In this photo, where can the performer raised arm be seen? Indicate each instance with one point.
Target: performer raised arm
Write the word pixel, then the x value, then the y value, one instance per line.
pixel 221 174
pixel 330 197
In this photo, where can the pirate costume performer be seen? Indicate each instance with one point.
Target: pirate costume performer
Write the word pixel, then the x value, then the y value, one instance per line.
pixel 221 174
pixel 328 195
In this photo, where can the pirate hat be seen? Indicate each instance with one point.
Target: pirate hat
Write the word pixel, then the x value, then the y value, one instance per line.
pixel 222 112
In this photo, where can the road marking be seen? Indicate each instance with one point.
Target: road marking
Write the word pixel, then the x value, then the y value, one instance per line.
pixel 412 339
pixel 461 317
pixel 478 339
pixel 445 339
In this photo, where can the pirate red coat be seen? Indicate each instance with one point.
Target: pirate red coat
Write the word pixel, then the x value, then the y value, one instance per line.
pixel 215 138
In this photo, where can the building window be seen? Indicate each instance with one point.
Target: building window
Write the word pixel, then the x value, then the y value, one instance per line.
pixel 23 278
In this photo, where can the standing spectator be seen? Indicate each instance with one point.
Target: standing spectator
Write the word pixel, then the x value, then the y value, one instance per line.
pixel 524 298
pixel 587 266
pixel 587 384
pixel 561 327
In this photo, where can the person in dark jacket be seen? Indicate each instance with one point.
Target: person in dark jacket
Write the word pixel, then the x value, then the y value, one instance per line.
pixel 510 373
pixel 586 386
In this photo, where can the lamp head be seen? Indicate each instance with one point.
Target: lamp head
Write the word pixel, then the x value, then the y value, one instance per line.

...

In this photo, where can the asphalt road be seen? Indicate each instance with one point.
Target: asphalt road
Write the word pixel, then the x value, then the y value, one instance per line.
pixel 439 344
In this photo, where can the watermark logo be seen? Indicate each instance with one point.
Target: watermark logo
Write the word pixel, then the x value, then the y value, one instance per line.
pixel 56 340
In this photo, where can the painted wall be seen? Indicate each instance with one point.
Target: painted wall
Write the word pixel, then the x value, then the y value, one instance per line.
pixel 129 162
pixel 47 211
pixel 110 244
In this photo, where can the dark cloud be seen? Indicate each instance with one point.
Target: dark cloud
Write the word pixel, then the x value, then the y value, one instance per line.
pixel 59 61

Exercise brief | Copy, exactly and only, the lines above that begin with the one containing "Target: road marking" and finish with the one containing "Target: pirate red coat".

Task result |
Target: road marking
Write the word pixel, then the x value, then the y value, one instance per line.
pixel 412 339
pixel 461 317
pixel 478 339
pixel 445 339
In this photo, where can the pirate red coat be seen? Indicate each instance with one point.
Target: pirate red coat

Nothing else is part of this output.